What you are asked to do:
Would you write out the records below exactly as given?

### Records shown ###

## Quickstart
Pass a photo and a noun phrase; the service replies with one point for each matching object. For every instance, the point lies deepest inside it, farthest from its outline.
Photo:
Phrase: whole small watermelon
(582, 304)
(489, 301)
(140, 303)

###

Exercise answer:
## Quickstart
Pass a photo and a noun phrase; the service replies with one point for each matching object. For every instance, the point lies deepest inside it, farthest from its outline.
Photo:
Phrase: whole small watermelon
(582, 304)
(489, 301)
(140, 303)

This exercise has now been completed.